- Direction -
Copy out each line of the entries below that contains the word "blue", matching case exactly.

- The records -

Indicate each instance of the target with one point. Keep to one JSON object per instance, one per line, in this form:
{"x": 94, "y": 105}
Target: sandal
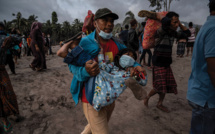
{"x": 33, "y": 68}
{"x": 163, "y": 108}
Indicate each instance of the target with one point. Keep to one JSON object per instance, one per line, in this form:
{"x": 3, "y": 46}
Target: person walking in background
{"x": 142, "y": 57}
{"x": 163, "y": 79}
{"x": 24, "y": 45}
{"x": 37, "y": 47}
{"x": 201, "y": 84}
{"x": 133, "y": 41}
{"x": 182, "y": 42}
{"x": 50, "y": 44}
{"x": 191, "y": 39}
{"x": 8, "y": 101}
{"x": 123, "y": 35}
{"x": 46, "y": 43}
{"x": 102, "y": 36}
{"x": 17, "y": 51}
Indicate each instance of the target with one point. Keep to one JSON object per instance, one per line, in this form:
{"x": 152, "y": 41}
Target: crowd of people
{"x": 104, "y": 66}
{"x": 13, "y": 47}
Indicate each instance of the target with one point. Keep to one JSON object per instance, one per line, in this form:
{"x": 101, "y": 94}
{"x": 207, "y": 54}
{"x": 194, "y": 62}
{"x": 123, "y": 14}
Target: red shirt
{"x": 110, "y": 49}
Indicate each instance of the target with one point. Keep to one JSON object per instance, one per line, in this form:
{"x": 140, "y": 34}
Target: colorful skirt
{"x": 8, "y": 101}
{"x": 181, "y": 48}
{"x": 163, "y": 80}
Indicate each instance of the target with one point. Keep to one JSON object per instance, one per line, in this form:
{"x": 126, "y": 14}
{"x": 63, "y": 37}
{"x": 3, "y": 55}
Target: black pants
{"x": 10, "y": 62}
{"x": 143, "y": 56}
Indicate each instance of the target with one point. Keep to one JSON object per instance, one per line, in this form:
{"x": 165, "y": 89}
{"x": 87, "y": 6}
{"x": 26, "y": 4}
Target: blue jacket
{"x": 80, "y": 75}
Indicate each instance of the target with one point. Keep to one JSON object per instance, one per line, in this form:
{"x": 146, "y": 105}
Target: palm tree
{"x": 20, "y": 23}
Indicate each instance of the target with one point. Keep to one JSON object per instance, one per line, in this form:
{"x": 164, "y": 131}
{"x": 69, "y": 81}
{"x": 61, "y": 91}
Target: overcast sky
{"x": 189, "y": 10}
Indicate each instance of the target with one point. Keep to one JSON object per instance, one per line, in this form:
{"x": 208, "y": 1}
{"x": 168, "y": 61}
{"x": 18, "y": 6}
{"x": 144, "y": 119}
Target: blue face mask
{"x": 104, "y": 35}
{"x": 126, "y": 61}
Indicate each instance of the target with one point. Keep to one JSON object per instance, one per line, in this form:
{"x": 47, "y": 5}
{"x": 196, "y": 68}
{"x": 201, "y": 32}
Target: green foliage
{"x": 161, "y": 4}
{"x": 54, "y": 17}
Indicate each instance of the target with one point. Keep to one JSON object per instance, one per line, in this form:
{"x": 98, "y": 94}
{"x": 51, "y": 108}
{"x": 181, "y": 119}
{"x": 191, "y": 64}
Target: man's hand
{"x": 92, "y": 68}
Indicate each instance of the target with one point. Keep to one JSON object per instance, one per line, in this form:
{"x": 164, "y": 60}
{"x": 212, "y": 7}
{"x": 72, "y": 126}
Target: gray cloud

- Result of the exercise -
Target: blue jacket
Target: blue face mask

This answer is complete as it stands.